Given instruction » Please give the data below again in full, exactly as it stands.

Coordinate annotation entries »
####

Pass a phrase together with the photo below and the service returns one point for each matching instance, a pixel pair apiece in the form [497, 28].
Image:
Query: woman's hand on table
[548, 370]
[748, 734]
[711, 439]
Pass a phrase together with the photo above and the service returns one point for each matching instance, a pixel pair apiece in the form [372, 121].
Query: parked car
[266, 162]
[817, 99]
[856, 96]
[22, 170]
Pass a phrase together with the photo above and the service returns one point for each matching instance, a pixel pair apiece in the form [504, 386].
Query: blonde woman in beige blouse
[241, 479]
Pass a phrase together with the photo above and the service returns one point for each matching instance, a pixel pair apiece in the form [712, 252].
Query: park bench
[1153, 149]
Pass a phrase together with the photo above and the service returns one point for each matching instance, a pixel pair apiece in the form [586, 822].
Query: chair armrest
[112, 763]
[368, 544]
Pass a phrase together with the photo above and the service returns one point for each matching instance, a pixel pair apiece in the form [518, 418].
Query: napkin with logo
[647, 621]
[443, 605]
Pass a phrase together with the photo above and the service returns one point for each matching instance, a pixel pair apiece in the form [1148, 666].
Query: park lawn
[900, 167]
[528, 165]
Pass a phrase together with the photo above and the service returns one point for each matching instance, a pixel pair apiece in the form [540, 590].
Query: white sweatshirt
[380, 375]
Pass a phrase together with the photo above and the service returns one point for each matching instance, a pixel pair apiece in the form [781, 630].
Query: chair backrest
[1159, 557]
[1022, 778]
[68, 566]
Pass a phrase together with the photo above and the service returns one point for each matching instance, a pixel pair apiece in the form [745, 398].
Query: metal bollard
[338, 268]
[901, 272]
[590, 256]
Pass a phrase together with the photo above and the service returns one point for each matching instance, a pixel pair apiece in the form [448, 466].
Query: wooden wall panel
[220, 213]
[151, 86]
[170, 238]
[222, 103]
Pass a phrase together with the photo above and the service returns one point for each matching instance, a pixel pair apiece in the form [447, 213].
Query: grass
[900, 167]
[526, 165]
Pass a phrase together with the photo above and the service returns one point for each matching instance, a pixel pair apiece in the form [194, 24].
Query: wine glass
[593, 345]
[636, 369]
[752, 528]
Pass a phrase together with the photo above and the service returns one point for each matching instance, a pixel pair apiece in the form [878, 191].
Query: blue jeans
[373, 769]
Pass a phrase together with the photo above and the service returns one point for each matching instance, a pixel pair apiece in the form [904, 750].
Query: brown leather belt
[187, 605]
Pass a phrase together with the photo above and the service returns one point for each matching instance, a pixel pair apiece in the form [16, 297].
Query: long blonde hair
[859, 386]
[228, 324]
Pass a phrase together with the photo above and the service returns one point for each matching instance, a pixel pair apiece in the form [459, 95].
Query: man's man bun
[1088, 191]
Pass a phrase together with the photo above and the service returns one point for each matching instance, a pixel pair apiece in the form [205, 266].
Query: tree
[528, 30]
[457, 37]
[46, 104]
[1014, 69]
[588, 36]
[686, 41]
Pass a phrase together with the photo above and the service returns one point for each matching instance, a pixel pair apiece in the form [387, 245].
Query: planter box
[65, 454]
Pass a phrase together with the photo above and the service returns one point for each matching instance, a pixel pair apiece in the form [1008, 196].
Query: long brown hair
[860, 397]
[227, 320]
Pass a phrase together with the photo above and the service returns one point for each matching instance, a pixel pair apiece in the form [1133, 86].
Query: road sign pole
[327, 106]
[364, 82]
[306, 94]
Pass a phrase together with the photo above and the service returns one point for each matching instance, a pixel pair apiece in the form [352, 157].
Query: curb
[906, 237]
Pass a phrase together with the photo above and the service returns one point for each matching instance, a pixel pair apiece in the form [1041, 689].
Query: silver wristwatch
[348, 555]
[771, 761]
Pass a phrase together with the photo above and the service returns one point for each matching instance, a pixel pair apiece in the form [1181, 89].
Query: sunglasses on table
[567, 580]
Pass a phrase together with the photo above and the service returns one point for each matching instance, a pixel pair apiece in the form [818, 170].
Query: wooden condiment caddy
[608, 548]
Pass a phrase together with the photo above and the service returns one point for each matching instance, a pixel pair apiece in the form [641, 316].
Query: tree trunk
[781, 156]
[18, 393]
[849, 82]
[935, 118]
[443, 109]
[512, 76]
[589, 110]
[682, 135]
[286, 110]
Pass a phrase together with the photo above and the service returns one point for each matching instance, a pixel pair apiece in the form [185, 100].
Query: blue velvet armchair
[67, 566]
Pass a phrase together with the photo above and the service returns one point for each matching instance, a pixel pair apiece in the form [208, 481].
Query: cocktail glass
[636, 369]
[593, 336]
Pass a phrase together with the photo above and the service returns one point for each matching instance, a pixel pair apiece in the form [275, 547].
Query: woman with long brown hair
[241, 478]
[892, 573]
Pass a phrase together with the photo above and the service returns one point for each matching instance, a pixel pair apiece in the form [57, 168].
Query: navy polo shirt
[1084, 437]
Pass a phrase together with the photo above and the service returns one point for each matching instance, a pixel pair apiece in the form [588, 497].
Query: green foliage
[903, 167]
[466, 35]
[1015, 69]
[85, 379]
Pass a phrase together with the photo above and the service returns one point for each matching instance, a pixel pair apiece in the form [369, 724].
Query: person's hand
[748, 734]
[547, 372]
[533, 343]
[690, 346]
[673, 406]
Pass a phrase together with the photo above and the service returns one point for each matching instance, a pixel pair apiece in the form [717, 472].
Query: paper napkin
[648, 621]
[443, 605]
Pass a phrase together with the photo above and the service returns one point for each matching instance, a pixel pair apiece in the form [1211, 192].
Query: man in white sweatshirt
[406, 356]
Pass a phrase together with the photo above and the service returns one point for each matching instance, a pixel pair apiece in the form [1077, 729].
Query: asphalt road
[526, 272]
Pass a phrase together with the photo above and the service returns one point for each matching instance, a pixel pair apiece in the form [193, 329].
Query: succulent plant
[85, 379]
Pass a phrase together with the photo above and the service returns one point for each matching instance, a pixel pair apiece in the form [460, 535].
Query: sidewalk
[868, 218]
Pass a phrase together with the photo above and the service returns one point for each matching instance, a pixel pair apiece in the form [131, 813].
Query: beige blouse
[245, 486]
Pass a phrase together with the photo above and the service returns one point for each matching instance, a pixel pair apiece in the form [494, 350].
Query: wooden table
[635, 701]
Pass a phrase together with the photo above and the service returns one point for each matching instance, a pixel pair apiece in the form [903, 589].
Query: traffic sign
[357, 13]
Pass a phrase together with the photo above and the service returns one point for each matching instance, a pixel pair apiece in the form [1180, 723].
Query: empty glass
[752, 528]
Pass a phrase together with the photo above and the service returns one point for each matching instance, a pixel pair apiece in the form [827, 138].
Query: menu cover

####

Answer for the task »
Pass a phrase together with the photo below and the service returns one point for each matching instance, a pixel pair apiece in the form [497, 28].
Image:
Query: woman's hand on table
[548, 370]
[748, 734]
[711, 439]
Pass a phrase together with the photo above and the service returns one point for each matching instance, a pixel pair apiece in the form [372, 121].
Query: parked car
[266, 162]
[817, 99]
[856, 96]
[22, 170]
Pass a phrase together with the photo above and the service returns one point for each matching instance, a pixel pair apiece in the form [504, 386].
Query: blonde woman in beige blouse
[241, 479]
Pass a phrase together with the photo above and the service returns one point for each matching instance, a pixel pair apiece in the form [712, 252].
Query: park bench
[1153, 149]
Pass a phrase together with the photo above and the service returns one point for each matching instance, a pixel pair apiece in the form [586, 822].
Query: chair armrest
[112, 763]
[368, 544]
Pass a phrase together with the photo above and the service returns one point for each matching instance, a pixel pair apiece in the form [518, 418].
Query: napkin with logo
[647, 621]
[443, 605]
Pass a phrase together with the photo above and the service returns one point for each matching instance, a pixel pair apiece in the form [1148, 666].
Query: park lawn
[900, 167]
[528, 165]
Pass a phrase together with the photo above and the service returns one point for each matching instance, a pixel pair apiece in the form [540, 590].
Query: white sweatshirt
[380, 375]
Pass a phrase together with the photo above and the service returns one point for each matching instance, a pixel pair apiece in the form [781, 630].
Query: chair backrest
[1159, 557]
[1022, 778]
[68, 566]
Pass a phrase together with the photo above and the service returns one point for each matching instance, a pixel pair apiece in the form [745, 398].
Query: metal bollard
[338, 268]
[901, 272]
[590, 256]
Pass a phrase together with the photo above and the service returns one point for each matching instance, a pixel pair apiece in the form [448, 466].
Query: wooden wall panel
[220, 213]
[151, 86]
[170, 238]
[222, 103]
Pass a phrase together with the photo above and the service returns one point for each matching instance, a pixel pair apiece in the form [447, 213].
Query: grass
[900, 167]
[526, 165]
Pass a phrase together with the photo above and the service returns one point for each matching instance, a pixel pair apiece in the form [194, 24].
Query: wine glass
[593, 345]
[636, 369]
[752, 528]
Pass a phrase together with the photo above and the service returns one point for each matching instance, a pixel pair apiece in the form [878, 191].
Query: blue jeans
[373, 769]
Pass a phrase together with the photo above and the service returns one point for each matching instance, a pixel pair apiece in the form [904, 750].
Query: brown leather belt
[187, 605]
Pass a phrase together with the photo above and the service returns one point for each matching instance, a pixel pair apiece in the form [16, 297].
Query: long blonde hair
[859, 386]
[228, 324]
Pass a phrase together with the photo above and the service returns one point for each matching instance, a pixel pair apiece in the form [459, 95].
Query: man's man bun
[1088, 191]
Pass a phrase together with the photo above and the service returns one point for each matching instance, a pixel pair apiece in the form [205, 266].
Query: tree
[528, 30]
[457, 37]
[46, 104]
[1014, 69]
[588, 36]
[686, 41]
Pass a phrase together with the photo above and the service returns one point for each matching instance, a pixel pair apiece in the form [387, 245].
Query: planter box
[65, 454]
Pass a phrase together with the photo above and the service returns one point for each matching instance, a pixel pair apiece in the form [1008, 196].
Query: long brown hair
[860, 397]
[227, 320]
Pass a phrase together with the photo above and the service returns one point for each matching instance, a pixel pair apiece in the form [1133, 86].
Query: road sign pole
[327, 106]
[364, 82]
[306, 94]
Pass a phrase together with the photo above and the service returns one point for each matching instance, a pixel pair apiece in the form [352, 157].
Query: curb
[906, 237]
Pass a phrase together with the photo above and the service returns one point for each matching instance, a pixel pair apiece in the form [1041, 689].
Query: silver wristwatch
[348, 555]
[771, 761]
Pass a phrase together with the photo above and the service returns one point for each matching instance, a pixel pair apiece in the form [1181, 89].
Query: sunglasses on table
[567, 580]
Pass a phrase together with the photo above and the service returns one point for each matching instance, a pixel pair apiece in the form [818, 170].
Query: wooden condiment caddy
[608, 548]
Pass a phrase together with the photo above and the service returns one point for each matching instance, a pixel pair apiece in the form [641, 316].
Query: tree trunk
[781, 156]
[18, 393]
[849, 82]
[935, 118]
[443, 109]
[512, 76]
[589, 110]
[682, 135]
[286, 110]
Pass a phrase together with the photo above and the service returns one point for each matching instance, a pixel pair apiece in the form [185, 100].
Query: blue velvet armchair
[67, 566]
Pass a phrase together with the photo above and the service returns one point for each matching instance, a pixel pair apiece in the form [208, 481].
Query: cocktail glass
[636, 369]
[593, 336]
Pass a phrase together with the photo above and the service returns one point for each matching instance, a pixel pair apiece in the form [275, 547].
Query: woman with long brown hair
[241, 478]
[892, 573]
Pass a phrase together with the photo above and the service returns one point for each matching instance, a pixel pair apiece in the form [57, 168].
Query: navy polo shirt
[1084, 437]
Pass a phrase together with the photo above and the service returns one point for each matching instance, a pixel pair apiece in the form [588, 497].
Query: green foliage
[903, 167]
[466, 35]
[1015, 69]
[85, 379]
Pass a phrase together with the photo above and the service returns one point for each matching instance, a pixel pair apiece in the form [369, 724].
Query: person's hand
[748, 734]
[547, 372]
[533, 343]
[690, 346]
[673, 406]
Pass a phrase together with the photo above and the service returns one point for each matching instance, a pixel pair apiece in the form [717, 472].
Query: paper napkin
[648, 621]
[443, 605]
Pass a phrase together with the photo above and the service returns one point for each matching instance, a pixel pair apiece in the form [1211, 192].
Query: man in white sweatshirt
[406, 356]
Pass a phrase together with the photo above and the service returns one point for each matching instance, a pixel pair apiece in the form [1077, 729].
Query: asphalt road
[526, 272]
Pass a phrase together with the photo above and the service returns one point for each matching instance, a pixel pair apiece in the form [193, 329].
Query: succulent plant
[85, 379]
Pass a phrase together with the photo above and the service returns one point for each matching instance, a pixel pair apiece in the form [460, 535].
Query: sidewalk
[868, 218]
Pass a phrase together with the photo above and the service returns one point for each matching instance, a pixel pair apiece in the form [131, 813].
Query: beige blouse
[245, 486]
Pass a phrase together with the photo above and the service returns one point for each matching instance, a pixel pair apiece in the form [494, 350].
Query: wooden table
[635, 701]
Pass a phrase together with the photo above and the service returns one point for each matching instance, a pixel pair apiece in the form [903, 589].
Query: traffic sign
[357, 13]
Pass a phrase together with the photo above and the service returns one point for each matching instance, a pixel pair apiece in the form [1180, 723].
Query: empty glass
[752, 528]
Pass a phrase together with the photo above and the service returns one point for each matching instance, a pixel pair apiece in the form [827, 138].
Query: menu cover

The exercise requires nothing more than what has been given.